Actions to take ::
A - Below the forum thread come the entries. Render every line of those entries as a JSON list of strings, one string per line, omitting blank lines.
B - Carry on the forum thread about cloning a disk with ddrescue, starting after its final post.
═════ Extract provided
Scrutinizer · August 3, 2012, 8:41am

Thanks for reporting back, Royalist..

Lem · August 3, 2012, 2:07pm

For your goal IMHO it's better (and easier) to use dd_rescue than dd, even better to use ddrescue. And you learn to use something useful in case of hardware problems (dead sectors). For some more info:
System Administration Bits of Knowledge

To install and learn dd_rescue in Ubuntu:

sudo apt-get install ddrescue
man dd_rescue

Yes, dd_rescue is in package ddrescue (Debian and Ubuntu).

To install and learn ddrescue in Ubuntu:

sudo apt-get install gddrescue
man ddrescue

Yes, ddrescue is in package gddrescue (Debian and Ubuntu).

For single partitions, best (and often much faster) is to use Partimage.
--
Bye

Corona688 · August 3, 2012, 2:13pm

dd_rescue is indeed simpler and more convenient if you have it, which is why I suggested it earlier.

Royalist · August 4, 2012, 10:42am

Yes, thanks. I do have dd_rescue, but have not tried it as yet.

Royalist · August 23, 2012, 4:06pm

OK so I have now tried ddrescue.

The following was the syntax that I used in the Ubuntu Remix version of live CD Ububtu 12.04 (my present OS is 11.10):

From the command line on the live CD 'sudo lshw -short -c Disk' to determine the input and outputs: source '/dev/sdb output /dev/sda'

Then 'sudo ddrescue -f -g /dev/sdb /dev/sda 23-08-2012.log'

After about ten minutes(and whilst I was on the telephone) the screen suddenly went blank followed by 'no signal'. Up to then it had been reporting progress. From then the red light remained on for more than an hour. I left it to carry on. After three hours the light had dimmed and it was possible to get the screen back. The results reported that it was finished and a lot of bytes processed. I am currently searching for the log file.

The result was that the input disk was unchanged as I would hope, but so was the target disk. So nothing was achieved.
══════════
═════ Data excerpts
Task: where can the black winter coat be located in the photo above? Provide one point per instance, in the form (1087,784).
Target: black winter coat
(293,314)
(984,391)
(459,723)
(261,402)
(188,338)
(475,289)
══════════
Responses to the exercise ::
A -
[
  "Task: where can the black winter coat be located in the photo above? Provide one point per instance, in the form (1087,784).",
  "Target: black winter coat",
  "(293,314)",
  "(984,391)",
  "(459,723)",
  "(261,402)",
  "(188,338)",
  "(475,289)"
]

B -
The target disk had previously been cloned with 'dd'. I bowed to the weight of the recommendations received here, to try ddrescue. SO WHAT HAVE I DONE WRONG PLEASE!!:wall:

Corona688 · August 23, 2012, 4:15pm

That sounds like the console screen-saver. Hitting the ctrl-key (or any other dead-key) should have brought it back.

I can't see anything obviously wrong with what you did.

But I can't see your computer from here, I don't know what you truly did, or even the circumstances. I don't even know what folder you were in for instance -- that may have had something to do with where the logfile went. Don't know how you booted the system -- hopefully sdb wasn't the disk you'd booted from? I don't know what way the program terminated -- there is a vast, important difference between 'lots of bytes' and 'all the bytes'... and such and forth.

Royalist · August 24, 2012, 12:18pm

Yes, having gained a little more experience of ddrecue, I now think that was the case.

Booted from the Remix live CD which includes ddrescue.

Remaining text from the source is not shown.